> PASSAGE:
#####

Quelque 2,5 milliards de dollars d’investissement sont prévus, indique sur son site internet Andes Iron, qui possède la concession et n’a pas souhaité répondre aux sollicitations de l’AFP.

Usine de dessalement

Le complexe comprendrait notamment la construction d’une usine de dessalement et d’un port de chargement des minerais à Totoralillo, à tout juste 30 km de l’archipel.

« Destruction de notre culture ancestrale »

La construction de ce port, indispensable à la rentabilité du projet, est le principal point de dissension avec les défenseurs de l’environnement, mettant en péril, selon eux, les écosystèmes marins et terrestres de l’archipel.

C’est « la destruction de notre culture ancestrale, celle du peuple Chango qui prédomine depuis plus de 10.000 ans dans ces territoires, vivant de manière durable avec l’environnement », déplore Elias Barrera, en référence à ce peuple du nord du Chili.

#####

> MATÉRIEL EXTRAIT:
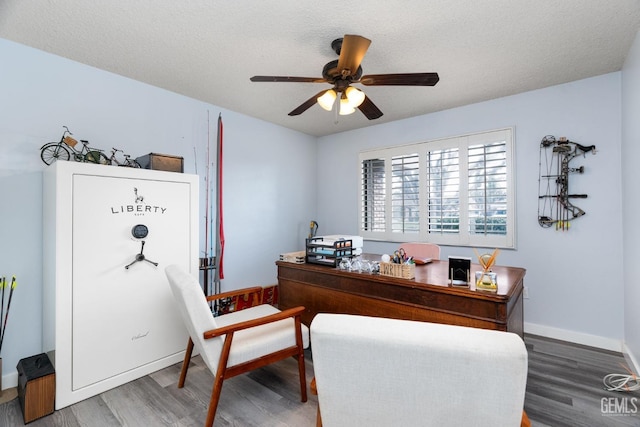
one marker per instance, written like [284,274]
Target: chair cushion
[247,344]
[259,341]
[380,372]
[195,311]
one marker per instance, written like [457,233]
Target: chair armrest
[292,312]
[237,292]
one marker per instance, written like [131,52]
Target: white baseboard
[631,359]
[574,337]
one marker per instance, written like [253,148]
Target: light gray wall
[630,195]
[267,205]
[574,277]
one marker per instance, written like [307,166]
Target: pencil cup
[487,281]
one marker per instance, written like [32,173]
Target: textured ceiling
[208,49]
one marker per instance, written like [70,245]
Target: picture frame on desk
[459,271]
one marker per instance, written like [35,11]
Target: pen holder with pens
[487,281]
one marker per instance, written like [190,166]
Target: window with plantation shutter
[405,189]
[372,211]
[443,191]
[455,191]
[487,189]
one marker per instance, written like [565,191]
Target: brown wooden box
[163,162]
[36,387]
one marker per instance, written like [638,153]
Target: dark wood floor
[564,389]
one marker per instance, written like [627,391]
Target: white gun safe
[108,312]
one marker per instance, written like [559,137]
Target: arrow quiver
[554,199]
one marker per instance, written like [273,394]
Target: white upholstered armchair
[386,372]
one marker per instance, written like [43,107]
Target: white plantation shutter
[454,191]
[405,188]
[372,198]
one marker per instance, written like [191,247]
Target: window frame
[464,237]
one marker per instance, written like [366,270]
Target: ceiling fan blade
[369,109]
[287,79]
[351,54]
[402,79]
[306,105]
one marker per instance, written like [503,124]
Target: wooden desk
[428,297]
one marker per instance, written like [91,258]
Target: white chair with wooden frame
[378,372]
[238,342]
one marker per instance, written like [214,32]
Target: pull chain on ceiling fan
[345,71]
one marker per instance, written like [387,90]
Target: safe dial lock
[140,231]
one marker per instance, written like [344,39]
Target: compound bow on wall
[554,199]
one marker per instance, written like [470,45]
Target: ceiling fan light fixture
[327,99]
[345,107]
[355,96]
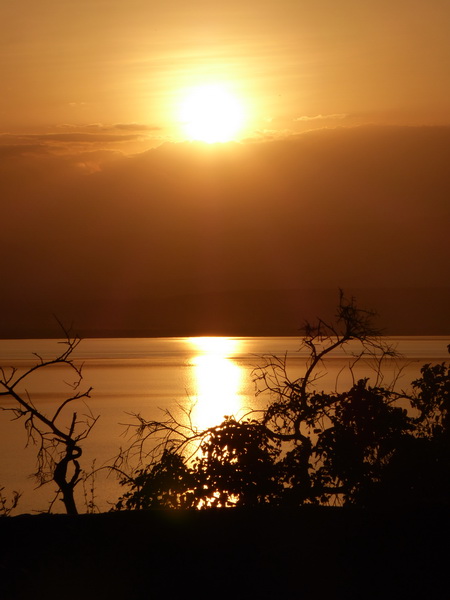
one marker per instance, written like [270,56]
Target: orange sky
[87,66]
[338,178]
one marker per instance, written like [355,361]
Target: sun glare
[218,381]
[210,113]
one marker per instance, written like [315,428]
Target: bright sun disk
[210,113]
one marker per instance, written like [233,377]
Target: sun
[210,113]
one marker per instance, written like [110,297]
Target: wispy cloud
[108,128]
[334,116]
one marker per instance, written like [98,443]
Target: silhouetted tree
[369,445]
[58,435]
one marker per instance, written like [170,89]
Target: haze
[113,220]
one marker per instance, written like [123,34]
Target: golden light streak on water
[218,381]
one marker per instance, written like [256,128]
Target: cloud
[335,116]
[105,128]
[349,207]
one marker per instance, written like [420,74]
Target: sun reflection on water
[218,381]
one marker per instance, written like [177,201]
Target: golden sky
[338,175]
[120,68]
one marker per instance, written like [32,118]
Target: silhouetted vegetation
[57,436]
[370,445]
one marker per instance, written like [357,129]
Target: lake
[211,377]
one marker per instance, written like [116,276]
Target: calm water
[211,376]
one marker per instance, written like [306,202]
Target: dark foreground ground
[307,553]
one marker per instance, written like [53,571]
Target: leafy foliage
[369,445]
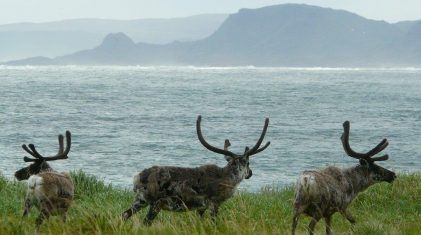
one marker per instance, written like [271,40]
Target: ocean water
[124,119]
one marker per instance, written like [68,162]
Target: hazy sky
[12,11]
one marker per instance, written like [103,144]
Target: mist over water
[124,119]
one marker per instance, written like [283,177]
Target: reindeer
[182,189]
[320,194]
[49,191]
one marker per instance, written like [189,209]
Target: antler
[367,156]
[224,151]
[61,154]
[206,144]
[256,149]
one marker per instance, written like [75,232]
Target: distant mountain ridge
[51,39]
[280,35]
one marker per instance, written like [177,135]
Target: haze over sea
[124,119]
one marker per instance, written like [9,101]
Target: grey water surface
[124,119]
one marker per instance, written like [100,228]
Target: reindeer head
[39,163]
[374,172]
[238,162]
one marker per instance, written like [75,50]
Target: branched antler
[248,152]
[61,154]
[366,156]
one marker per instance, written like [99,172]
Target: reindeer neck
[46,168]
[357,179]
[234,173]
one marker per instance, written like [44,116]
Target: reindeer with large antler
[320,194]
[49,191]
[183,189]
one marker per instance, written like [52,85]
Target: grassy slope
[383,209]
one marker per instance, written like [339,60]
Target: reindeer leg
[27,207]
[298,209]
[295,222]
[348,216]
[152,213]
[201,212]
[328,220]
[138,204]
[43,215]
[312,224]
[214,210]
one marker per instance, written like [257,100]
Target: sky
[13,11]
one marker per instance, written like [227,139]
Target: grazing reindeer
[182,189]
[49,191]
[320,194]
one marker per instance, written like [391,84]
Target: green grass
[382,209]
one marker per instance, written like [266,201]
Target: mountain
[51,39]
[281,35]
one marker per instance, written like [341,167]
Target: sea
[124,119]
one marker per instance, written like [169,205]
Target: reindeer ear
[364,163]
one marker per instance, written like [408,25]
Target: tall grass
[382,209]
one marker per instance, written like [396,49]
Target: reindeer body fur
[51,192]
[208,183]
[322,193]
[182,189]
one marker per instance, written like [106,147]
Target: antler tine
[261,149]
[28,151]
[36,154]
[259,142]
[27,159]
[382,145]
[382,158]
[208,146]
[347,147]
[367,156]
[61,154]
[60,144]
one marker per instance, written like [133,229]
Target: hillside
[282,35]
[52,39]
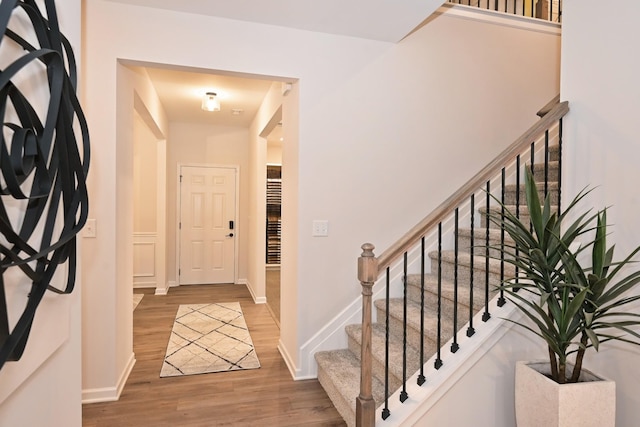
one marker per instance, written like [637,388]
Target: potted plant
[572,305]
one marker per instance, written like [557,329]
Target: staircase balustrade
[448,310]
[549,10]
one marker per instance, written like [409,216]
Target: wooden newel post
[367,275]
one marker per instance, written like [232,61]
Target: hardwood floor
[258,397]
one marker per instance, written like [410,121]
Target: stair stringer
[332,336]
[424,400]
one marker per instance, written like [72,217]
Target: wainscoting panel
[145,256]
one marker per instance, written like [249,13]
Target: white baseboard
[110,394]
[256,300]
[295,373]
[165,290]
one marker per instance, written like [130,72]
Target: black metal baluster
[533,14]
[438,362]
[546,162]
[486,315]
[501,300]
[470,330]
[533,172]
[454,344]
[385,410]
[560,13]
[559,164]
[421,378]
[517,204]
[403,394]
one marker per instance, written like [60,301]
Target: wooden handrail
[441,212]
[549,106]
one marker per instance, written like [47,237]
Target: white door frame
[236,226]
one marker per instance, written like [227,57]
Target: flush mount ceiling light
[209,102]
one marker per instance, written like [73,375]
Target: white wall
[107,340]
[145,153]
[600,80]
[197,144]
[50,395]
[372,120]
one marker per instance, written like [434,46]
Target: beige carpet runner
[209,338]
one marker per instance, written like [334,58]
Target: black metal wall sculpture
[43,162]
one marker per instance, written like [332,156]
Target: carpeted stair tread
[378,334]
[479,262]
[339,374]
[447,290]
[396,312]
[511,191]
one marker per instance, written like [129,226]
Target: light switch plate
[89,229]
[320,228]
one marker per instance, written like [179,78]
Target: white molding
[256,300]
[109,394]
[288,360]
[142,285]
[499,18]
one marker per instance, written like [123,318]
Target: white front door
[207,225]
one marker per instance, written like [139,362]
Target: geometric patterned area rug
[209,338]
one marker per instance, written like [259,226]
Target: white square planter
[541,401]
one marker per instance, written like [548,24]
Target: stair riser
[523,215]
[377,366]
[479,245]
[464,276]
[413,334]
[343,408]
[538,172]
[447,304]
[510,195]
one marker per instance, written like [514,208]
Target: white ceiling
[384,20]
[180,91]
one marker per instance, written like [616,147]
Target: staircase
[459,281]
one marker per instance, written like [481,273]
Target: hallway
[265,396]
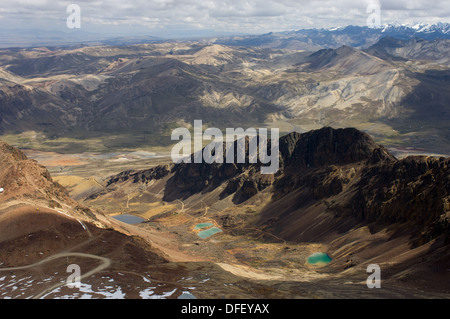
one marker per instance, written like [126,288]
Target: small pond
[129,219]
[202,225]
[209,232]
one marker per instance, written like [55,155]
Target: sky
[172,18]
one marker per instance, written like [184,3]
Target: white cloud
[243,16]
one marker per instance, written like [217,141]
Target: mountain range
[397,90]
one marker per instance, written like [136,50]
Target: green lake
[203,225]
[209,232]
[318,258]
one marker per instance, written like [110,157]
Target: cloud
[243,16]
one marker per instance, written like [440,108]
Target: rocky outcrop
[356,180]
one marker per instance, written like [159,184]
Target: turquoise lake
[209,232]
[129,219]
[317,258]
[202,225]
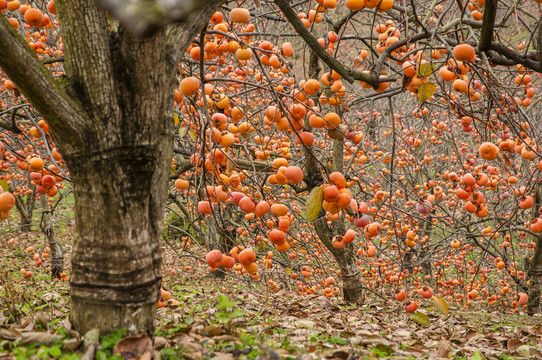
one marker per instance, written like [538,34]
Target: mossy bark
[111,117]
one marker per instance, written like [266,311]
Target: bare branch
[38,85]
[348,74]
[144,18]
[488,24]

#####

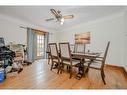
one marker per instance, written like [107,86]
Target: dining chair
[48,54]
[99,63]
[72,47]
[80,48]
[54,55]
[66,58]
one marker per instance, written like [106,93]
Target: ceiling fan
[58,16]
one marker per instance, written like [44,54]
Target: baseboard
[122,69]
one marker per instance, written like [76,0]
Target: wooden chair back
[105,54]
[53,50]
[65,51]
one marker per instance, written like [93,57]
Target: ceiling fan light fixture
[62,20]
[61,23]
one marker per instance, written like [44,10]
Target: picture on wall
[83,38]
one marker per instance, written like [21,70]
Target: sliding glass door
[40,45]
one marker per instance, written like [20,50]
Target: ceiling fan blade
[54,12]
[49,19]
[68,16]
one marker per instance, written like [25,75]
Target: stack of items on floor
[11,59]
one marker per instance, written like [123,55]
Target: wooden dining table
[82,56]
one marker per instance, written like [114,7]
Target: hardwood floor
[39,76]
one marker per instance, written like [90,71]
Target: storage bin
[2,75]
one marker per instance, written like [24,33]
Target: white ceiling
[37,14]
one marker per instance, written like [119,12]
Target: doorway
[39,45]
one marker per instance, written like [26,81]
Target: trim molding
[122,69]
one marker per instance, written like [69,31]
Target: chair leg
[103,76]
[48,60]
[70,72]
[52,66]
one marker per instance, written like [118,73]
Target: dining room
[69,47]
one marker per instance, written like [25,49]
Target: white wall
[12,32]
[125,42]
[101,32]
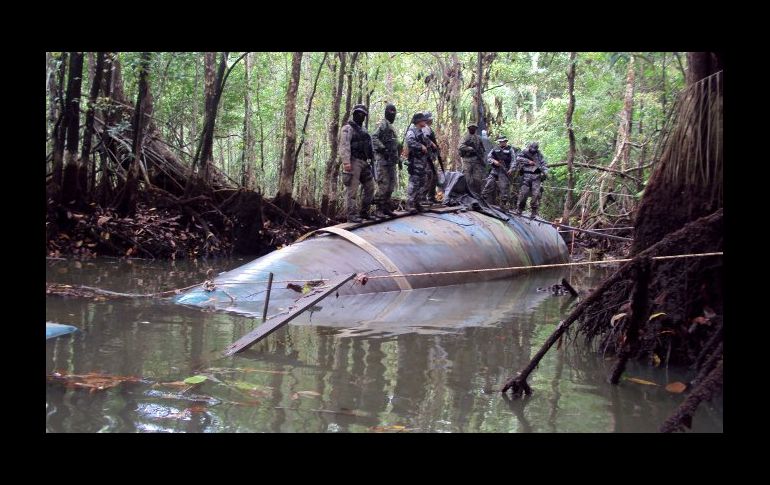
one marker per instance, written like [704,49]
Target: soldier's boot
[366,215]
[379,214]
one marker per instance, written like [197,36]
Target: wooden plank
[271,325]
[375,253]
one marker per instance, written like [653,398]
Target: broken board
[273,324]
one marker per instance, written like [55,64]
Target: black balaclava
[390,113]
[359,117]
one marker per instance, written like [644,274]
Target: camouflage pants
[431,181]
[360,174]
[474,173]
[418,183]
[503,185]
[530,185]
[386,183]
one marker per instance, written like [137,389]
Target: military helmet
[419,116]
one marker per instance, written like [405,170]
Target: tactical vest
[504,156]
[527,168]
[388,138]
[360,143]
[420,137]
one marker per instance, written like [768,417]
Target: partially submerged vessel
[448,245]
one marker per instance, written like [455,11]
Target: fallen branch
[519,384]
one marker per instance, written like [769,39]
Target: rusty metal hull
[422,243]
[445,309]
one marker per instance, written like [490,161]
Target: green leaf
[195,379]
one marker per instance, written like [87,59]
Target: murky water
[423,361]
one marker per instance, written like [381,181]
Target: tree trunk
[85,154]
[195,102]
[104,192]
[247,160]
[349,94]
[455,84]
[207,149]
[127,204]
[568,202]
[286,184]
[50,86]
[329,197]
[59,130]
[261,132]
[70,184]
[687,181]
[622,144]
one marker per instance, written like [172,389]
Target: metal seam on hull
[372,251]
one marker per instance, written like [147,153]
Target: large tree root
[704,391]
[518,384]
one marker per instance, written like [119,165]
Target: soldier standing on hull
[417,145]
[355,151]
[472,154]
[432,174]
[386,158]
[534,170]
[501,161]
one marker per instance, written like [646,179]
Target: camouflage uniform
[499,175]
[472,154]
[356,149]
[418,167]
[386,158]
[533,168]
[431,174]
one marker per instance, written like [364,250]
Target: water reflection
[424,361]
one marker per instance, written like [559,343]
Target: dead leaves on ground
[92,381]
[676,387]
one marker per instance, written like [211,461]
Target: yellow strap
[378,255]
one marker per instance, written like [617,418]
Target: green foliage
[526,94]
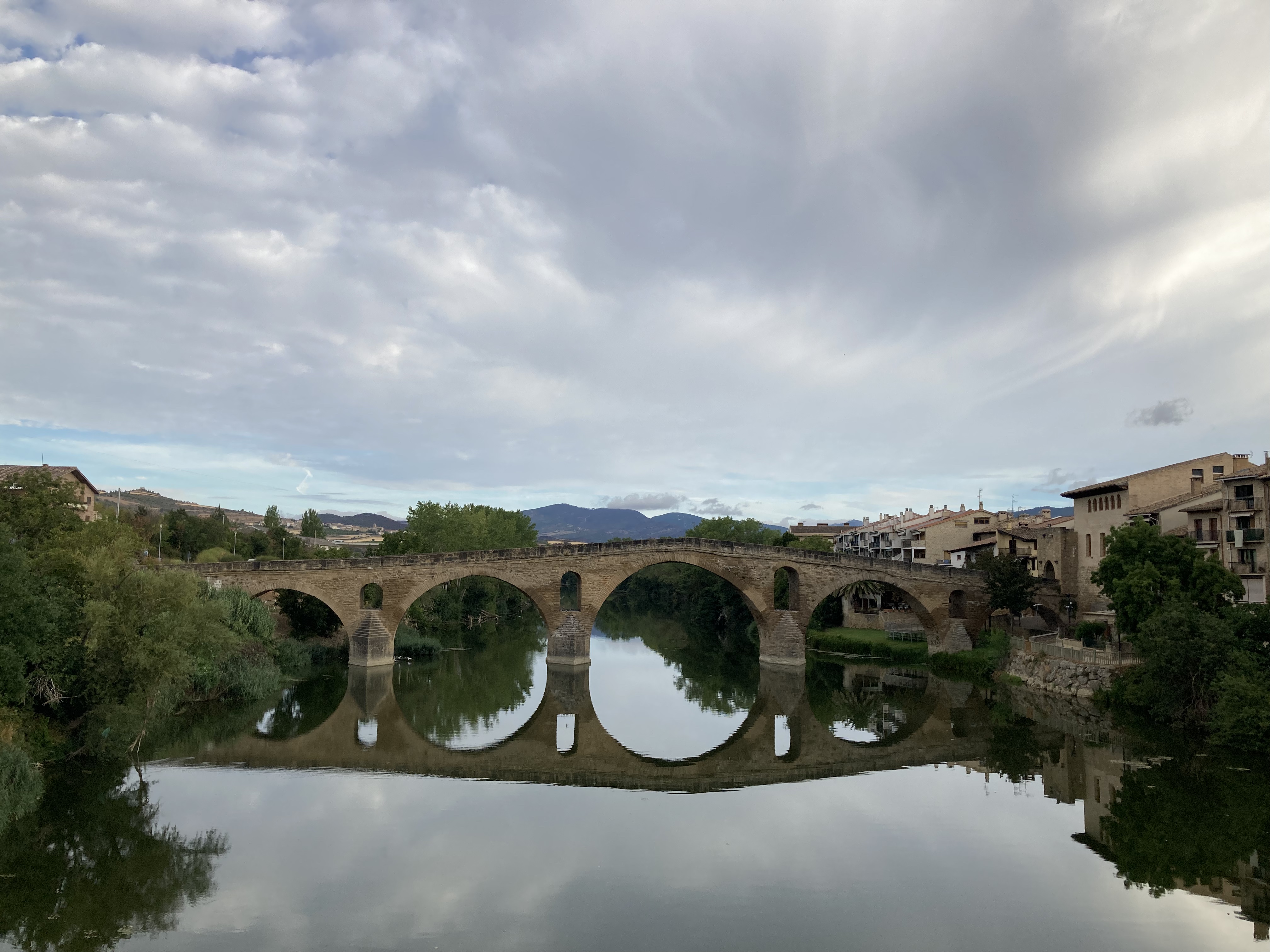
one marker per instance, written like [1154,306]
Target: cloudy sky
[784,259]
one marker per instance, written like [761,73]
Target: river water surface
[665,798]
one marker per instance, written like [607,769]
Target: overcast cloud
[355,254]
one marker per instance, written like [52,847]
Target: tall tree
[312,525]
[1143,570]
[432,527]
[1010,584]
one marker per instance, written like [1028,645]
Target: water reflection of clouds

#####

> EXERCICES À RÉALISER:
A. Recopiez à l'identique tout ce qui, dans le passage, va de « Quelque 2,5 milliards » jusqu'à « terrestres de l’archipel. ».
B. Pour chacune des affirmations suivantes, dites par oui ou par non si elle concorde avec le passage, et citez les mots du passage qui le montrent. (i) Andes Iron a répondu aux sollicitations de l'AFP. (ii) Le port de chargement des minerais serait construit à Totoralillo, à 30 km de l'archipel. (iii) Le peuple Chango prédomine dans ces territoires depuis plus de 10 000 ans.

> CORRIGÉ DES EXERCICES:
A.
Quelque 2,5 milliards de dollars d’investissement sont prévus, indique sur son site internet Andes Iron, qui possède la concession et n’a pas souhaité répondre aux sollicitations de l’AFP.

Usine de dessalement

Le complexe comprendrait notamment la construction d’une usine de dessalement et d’un port de chargement des minerais à Totoralillo, à tout juste 30 km de l’archipel.

« Destruction de notre culture ancestrale »

La construction de ce port, indispensable à la rentabilité du projet, est le principal point de dissension avec les défenseurs de l’environnement, mettant en péril, selon eux, les écosystèmes marins et terrestres de l’archipel.

B.
(i) Non : « n’a pas souhaité répondre aux sollicitations de l’AFP ».
(ii) Oui : « un port de chargement des minerais à Totoralillo, à tout juste 30 km de l’archipel ».
(iii) Oui : « celle du peuple Chango qui prédomine depuis plus de 10.000 ans dans ces territoires ».